- Document passage
*** Block opens ***
How important was the concussion protocol in saving him from himself?

"Probably very important," Harvin told me. "If it had been my decision, I would have gone back in the game. I tried to get my helmet back."

Everybody who was there remembers this moment -- the incredulity as he tried to return and the shock of seeing him back in and the horror of the second hit that ended his day. But hearing Harvin retell it is as good of a reminder as we are going to get about why NFL players cannot be trusted to protect their own brains.

Because with everything we know and think we know about the linkage between concussions and CTE and the s-storm of health risks that come along with that diagnosis, Harvin still wanted to go back.

He wanted his helmet despite being well aware of stories about guys who cannot remember how to drive to their house. He wanted to play even knowing players have battled depression. He stepped back on the field because, in that moment, he was not thinking about the extreme cases who have shot themselves through the heart because they felt that was better than another day of pain and wanted their brain preserved to maybe, possibly, help another guy avoid this.
*** Block closes ***
- Data listing
*** Block opens ***
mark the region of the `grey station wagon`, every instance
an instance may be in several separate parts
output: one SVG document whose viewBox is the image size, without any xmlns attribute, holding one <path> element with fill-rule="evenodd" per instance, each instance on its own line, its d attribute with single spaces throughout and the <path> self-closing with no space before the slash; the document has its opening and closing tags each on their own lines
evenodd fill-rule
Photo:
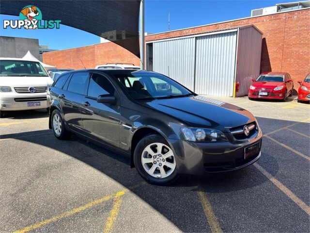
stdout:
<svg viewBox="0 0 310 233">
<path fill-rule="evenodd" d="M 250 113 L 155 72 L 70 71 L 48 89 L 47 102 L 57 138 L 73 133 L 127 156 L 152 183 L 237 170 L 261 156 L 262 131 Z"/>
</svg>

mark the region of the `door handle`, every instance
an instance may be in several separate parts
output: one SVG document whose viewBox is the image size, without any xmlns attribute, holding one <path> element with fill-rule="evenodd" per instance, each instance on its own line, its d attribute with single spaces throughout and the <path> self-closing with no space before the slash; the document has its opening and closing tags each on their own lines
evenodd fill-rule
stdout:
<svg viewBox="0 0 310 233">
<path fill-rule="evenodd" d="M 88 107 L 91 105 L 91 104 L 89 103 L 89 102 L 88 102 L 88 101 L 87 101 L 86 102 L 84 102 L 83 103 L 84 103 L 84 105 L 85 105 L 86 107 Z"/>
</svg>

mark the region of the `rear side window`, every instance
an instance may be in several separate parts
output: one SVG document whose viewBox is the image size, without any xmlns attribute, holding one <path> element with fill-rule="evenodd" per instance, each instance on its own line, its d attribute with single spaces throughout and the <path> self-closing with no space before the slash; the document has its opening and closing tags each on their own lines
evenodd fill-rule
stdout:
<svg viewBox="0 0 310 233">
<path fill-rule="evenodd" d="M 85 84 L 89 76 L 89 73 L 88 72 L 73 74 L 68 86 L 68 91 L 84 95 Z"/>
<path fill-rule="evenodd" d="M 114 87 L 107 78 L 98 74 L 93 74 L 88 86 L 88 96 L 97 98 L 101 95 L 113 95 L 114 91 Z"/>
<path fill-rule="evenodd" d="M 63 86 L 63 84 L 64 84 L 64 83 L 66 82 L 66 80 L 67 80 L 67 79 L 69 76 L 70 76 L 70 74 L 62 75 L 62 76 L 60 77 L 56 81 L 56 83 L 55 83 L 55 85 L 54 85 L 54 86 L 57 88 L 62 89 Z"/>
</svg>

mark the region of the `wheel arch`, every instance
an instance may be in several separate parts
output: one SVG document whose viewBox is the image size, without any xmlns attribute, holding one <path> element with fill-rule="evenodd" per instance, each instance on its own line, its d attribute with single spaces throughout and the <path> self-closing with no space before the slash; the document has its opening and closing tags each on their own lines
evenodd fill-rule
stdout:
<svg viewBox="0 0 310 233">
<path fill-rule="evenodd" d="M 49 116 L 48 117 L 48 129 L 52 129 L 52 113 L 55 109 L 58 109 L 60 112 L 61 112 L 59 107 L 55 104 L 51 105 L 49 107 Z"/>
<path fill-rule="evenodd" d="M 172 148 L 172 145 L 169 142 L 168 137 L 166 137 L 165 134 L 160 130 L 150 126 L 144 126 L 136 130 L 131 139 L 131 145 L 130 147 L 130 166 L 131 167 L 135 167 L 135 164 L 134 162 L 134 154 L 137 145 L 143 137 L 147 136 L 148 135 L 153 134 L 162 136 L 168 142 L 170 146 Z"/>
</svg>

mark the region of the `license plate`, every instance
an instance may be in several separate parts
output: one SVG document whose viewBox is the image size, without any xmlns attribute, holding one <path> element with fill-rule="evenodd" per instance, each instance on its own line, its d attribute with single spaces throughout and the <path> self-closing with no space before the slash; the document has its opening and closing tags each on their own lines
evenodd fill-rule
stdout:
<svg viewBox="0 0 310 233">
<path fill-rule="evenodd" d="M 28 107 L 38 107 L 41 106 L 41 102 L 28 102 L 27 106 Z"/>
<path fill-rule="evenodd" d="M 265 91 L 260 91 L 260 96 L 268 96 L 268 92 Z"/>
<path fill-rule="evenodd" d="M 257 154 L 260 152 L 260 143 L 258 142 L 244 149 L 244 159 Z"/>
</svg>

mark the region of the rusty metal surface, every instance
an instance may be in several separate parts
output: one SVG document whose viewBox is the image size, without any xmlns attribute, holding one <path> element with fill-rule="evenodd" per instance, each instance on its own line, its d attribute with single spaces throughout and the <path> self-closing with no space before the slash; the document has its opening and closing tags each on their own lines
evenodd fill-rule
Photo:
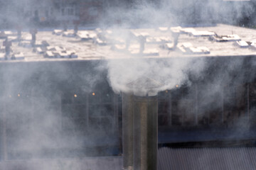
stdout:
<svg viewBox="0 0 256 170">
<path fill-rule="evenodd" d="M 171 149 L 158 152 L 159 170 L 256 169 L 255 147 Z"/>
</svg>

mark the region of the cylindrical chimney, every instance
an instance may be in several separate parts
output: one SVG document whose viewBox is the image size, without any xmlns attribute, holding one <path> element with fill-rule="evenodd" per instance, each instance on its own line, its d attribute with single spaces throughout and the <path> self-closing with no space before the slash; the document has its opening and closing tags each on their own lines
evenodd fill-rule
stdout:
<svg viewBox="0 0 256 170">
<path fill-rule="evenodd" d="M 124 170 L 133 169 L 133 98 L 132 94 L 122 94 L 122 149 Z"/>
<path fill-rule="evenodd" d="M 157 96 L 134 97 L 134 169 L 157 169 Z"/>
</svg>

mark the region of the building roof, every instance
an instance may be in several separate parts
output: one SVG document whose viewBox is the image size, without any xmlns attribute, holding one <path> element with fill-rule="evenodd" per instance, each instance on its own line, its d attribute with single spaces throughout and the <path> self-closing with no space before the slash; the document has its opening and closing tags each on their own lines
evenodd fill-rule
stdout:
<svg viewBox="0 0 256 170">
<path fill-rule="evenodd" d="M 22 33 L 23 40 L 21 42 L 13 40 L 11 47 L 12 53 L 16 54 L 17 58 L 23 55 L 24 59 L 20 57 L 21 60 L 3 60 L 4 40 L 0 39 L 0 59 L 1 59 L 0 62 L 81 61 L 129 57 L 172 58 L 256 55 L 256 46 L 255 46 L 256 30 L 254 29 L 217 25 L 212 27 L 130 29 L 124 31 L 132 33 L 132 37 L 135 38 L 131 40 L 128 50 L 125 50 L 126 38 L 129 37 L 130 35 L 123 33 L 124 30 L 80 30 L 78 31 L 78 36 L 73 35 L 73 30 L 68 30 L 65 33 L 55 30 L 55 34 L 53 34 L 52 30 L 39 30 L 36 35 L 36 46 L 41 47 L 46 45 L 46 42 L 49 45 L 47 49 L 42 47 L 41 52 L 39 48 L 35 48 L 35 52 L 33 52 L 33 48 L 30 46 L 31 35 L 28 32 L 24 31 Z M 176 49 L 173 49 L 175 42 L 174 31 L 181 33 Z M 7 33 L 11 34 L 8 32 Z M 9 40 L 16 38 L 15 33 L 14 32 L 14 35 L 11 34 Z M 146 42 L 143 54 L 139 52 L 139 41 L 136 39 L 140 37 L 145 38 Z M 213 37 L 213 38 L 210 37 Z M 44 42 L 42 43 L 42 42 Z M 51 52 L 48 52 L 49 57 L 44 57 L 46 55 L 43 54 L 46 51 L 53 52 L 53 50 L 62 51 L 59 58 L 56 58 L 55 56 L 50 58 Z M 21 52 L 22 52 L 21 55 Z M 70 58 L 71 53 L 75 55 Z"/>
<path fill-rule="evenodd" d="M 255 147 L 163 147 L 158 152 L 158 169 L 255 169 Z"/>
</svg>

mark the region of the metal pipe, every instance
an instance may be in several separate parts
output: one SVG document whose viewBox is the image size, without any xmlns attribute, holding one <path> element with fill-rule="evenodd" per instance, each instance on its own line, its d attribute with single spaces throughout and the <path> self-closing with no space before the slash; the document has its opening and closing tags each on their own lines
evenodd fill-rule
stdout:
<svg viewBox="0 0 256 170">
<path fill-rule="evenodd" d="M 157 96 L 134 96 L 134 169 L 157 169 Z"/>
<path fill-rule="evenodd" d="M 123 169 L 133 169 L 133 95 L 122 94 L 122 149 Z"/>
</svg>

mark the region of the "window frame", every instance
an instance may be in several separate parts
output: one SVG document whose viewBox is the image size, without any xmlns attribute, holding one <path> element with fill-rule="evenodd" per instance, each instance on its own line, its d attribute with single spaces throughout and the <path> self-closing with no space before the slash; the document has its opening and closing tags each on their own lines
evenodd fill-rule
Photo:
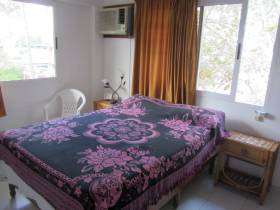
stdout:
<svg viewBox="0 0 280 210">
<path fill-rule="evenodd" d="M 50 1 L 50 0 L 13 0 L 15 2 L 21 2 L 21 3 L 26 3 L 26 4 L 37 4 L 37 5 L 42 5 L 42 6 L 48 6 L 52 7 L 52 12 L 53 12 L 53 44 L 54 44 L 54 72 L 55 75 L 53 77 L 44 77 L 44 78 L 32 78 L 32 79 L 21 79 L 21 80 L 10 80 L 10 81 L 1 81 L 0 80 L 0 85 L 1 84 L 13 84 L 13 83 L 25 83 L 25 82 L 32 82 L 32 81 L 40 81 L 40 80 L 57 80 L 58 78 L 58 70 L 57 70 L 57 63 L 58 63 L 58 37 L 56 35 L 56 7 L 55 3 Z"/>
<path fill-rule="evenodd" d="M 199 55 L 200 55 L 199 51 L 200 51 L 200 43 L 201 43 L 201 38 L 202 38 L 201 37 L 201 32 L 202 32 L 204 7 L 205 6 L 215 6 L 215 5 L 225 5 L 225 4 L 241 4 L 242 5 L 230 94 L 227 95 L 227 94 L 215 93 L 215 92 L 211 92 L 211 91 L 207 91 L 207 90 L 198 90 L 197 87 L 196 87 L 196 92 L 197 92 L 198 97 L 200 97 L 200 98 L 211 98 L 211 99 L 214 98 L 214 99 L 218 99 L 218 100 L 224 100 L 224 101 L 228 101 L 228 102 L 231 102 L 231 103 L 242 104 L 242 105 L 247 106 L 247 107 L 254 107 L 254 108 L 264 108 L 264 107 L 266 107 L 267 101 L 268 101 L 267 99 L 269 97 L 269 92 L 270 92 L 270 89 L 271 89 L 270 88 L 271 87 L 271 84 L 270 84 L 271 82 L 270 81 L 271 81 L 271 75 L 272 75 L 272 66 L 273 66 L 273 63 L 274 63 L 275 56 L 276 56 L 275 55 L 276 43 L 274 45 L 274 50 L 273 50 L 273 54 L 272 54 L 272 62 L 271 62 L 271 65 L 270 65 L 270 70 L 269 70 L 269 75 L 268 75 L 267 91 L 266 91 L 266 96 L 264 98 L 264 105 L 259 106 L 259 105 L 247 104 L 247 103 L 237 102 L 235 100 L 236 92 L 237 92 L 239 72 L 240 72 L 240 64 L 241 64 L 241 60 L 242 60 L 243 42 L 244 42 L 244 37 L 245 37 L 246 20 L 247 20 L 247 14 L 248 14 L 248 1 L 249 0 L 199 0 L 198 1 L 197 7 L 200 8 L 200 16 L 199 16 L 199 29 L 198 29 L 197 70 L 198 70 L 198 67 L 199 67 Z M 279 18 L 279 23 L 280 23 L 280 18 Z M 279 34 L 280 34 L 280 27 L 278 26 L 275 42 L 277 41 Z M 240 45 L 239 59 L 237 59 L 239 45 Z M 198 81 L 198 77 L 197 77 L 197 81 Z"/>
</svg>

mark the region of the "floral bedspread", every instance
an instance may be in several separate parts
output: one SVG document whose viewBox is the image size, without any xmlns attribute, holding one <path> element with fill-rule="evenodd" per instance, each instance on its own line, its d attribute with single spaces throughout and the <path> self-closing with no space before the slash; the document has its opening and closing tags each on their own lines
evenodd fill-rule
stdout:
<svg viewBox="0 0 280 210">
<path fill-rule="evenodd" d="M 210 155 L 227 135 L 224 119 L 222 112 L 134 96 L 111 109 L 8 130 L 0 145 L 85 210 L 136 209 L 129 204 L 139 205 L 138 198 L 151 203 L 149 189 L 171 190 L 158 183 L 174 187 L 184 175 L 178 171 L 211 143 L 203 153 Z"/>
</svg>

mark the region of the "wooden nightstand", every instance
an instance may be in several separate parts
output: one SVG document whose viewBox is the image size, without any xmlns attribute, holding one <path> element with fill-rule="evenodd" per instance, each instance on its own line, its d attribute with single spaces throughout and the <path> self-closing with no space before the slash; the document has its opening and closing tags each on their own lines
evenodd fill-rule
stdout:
*** Block closes ***
- What is expected
Copy out the Harvin concussion passage word for word, everything from "He wanted his" down to "guy avoid this.". The items are separate material and have nothing to do with the Harvin text.

- Problem solution
He wanted his helmet despite being well aware of stories about guys who cannot remember how to drive to their house. He wanted to play even knowing players have battled depression. He stepped back on the field because, in that moment, he was not thinking about the extreme cases who have shot themselves through the heart because they felt that was better than another day of pain and wanted their brain preserved to maybe, possibly, help another guy avoid this.